ЦЕЛЬ.
Оформите все данные ниже в виде нумерованного списка и опустите пустые строки.

ИСХОДНЫЕ ДАННЫЕ.

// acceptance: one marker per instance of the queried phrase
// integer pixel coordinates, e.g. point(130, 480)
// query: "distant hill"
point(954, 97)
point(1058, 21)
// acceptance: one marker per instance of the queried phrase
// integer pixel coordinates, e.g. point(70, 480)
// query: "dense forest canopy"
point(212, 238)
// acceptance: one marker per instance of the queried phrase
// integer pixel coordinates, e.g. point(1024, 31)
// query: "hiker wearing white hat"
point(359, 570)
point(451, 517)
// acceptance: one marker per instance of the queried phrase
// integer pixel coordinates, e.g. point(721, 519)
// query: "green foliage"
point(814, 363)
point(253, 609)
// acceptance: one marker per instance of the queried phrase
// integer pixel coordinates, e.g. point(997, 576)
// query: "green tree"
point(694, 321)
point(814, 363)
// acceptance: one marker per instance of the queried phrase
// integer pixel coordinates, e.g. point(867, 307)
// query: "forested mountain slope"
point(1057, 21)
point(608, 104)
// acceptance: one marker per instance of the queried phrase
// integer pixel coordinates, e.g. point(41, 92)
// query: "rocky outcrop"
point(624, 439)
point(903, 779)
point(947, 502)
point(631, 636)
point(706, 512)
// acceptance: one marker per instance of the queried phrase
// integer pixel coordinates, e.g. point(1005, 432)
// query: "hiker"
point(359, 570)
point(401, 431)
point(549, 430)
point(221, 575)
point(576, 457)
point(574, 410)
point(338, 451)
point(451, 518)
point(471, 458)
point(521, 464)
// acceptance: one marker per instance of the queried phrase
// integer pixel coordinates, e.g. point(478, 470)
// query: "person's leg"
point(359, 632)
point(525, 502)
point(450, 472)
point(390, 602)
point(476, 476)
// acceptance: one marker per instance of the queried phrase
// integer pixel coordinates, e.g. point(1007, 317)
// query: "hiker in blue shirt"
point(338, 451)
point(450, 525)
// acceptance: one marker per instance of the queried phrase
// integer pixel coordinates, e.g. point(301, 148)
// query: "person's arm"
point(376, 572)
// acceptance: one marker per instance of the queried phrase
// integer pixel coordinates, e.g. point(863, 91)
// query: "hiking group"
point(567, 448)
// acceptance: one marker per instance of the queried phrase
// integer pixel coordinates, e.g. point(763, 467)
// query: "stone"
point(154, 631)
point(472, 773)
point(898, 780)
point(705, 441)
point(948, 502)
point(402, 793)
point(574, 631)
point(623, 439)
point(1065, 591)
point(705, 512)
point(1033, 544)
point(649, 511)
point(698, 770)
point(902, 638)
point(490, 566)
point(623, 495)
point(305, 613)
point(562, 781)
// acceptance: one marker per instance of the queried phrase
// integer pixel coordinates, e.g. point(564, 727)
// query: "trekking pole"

РЕЗУЛЬТАТ УПРАЖНЕНИЯ.
1. // acceptance: one marker per instance of the queried phrase
2. // integer pixel coordinates, e.g. point(130, 480)
3. // query: "distant hill"
4. point(954, 97)
5. point(1058, 21)
6. // acceptance: one marker per instance of the queried phrase
7. // integer pixel coordinates, e.g. point(70, 480)
8. // query: "dense forest canopy"
9. point(212, 238)
10. // acceptance: one marker per instance of the queried phrase
11. // integer pixel coordinates, e.g. point(1024, 31)
12. // query: "hiker wearing white hat"
13. point(359, 570)
14. point(451, 517)
15. // acceptance: one marker per instance of the queried phrase
16. // integer pixel coordinates, e.g. point(721, 519)
17. // query: "green foliage"
18. point(814, 363)
19. point(253, 609)
20. // acceptance: one marker per instance of the queried phrase
21. // integer pixel coordinates, e.g. point(997, 576)
22. // query: "green tree"
23. point(694, 321)
24. point(814, 363)
25. // acceptance: one marker per instance of the queried phrase
26. // integer pixel coordinates, e.g. point(867, 307)
27. // query: "forested mountain slope"
28. point(1057, 21)
29. point(608, 104)
30. // acceptance: one marker per instance of the queried phrase
31. // integer pixel coordinates, e.g. point(41, 92)
32. // query: "rocky outcrop"
33. point(624, 439)
34. point(903, 779)
35. point(947, 502)
36. point(631, 636)
37. point(706, 512)
38. // acceptance: one marker per instance of the queried phrase
39. // integer pixel coordinates, e.g. point(1005, 432)
40. // query: "hiker"
41. point(359, 570)
42. point(401, 431)
43. point(549, 430)
44. point(221, 575)
45. point(576, 457)
46. point(574, 410)
47. point(338, 451)
48. point(451, 518)
49. point(471, 458)
50. point(521, 464)
51. // acceptance: one marker per instance of the queried phrase
52. // integer pixel coordinates, e.g. point(478, 470)
53. // query: "person's leg"
54. point(359, 632)
55. point(525, 502)
56. point(450, 472)
57. point(390, 602)
58. point(476, 476)
59. // acceptance: one marker per instance of the queried phrase
60. // integer pixel coordinates, e.g. point(1007, 317)
61. // query: "hiker in blue shirt"
62. point(338, 451)
63. point(450, 525)
64. // acceptance: one marker per instance of the queried phrase
65. // integer pixel coordinates, e.g. point(301, 148)
66. // query: "person's arm"
67. point(376, 572)
68. // acceptance: one marker per instance of the queried phrase
69. // integer pixel coordinates, e.g. point(863, 91)
70. // query: "hiking group"
71. point(567, 448)
72. // acceptance: one marker per instance of the queried phrase
73. // integer pixel coordinates, e.g. point(763, 467)
74. // query: "stone"
75. point(154, 631)
76. point(472, 773)
77. point(898, 780)
78. point(705, 441)
79. point(948, 502)
80. point(402, 793)
81. point(574, 631)
82. point(623, 439)
83. point(1065, 591)
84. point(705, 512)
85. point(1033, 544)
86. point(649, 511)
87. point(698, 770)
88. point(902, 638)
89. point(490, 566)
90. point(623, 495)
91. point(305, 613)
92. point(562, 781)
93. // acceptance: one marker per instance of the queried phrase
94. // integer pixel coordinates, e.g. point(564, 727)
95. // query: "trekking pole"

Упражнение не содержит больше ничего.